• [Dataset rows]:
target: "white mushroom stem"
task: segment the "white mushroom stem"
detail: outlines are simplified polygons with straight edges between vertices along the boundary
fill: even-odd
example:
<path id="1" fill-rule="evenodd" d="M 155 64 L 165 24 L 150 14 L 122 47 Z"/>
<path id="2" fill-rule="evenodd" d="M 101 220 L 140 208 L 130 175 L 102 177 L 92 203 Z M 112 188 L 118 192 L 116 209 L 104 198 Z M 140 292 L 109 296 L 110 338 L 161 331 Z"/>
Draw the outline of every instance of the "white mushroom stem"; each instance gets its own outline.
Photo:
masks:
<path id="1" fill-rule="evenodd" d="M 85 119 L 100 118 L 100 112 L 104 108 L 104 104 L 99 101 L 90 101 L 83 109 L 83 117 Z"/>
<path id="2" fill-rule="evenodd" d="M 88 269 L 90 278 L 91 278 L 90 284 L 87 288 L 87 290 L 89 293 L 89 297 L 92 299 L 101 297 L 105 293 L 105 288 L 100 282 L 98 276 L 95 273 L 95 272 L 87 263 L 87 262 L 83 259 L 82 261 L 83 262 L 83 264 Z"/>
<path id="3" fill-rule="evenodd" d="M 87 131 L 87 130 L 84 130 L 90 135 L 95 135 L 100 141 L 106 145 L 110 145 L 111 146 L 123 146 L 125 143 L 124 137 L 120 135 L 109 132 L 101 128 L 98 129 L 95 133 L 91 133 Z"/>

• [Prompt]:
Reproduce every entry above verbatim, keeping each line unchanged and in its original order.

• [The result]:
target: "white mushroom stem"
task: segment the "white mushroom stem"
detail: outlines are simplified polygons with straight edges between vertices along the boundary
fill: even-odd
example:
<path id="1" fill-rule="evenodd" d="M 155 64 L 165 24 L 150 14 L 122 47 Z"/>
<path id="2" fill-rule="evenodd" d="M 101 220 L 140 208 L 130 175 L 102 177 L 92 203 Z M 112 188 L 118 192 L 116 209 L 104 198 Z M 140 292 L 109 296 L 110 338 L 161 331 Z"/>
Draw the outline of every instance of the "white mushroom stem"; each instance gets its own outline.
Photo:
masks:
<path id="1" fill-rule="evenodd" d="M 85 119 L 100 118 L 100 112 L 104 108 L 104 104 L 99 101 L 90 101 L 83 109 L 83 117 Z"/>
<path id="2" fill-rule="evenodd" d="M 88 269 L 90 278 L 91 278 L 90 284 L 87 288 L 87 290 L 89 293 L 89 297 L 92 299 L 101 297 L 105 293 L 105 288 L 100 282 L 98 276 L 95 273 L 95 272 L 87 263 L 87 262 L 83 259 L 82 261 L 83 262 L 83 264 Z"/>
<path id="3" fill-rule="evenodd" d="M 87 131 L 87 130 L 84 130 L 90 135 L 95 135 L 100 141 L 106 145 L 110 145 L 111 146 L 123 146 L 125 143 L 124 137 L 120 135 L 109 132 L 101 128 L 98 129 L 95 133 L 91 133 Z"/>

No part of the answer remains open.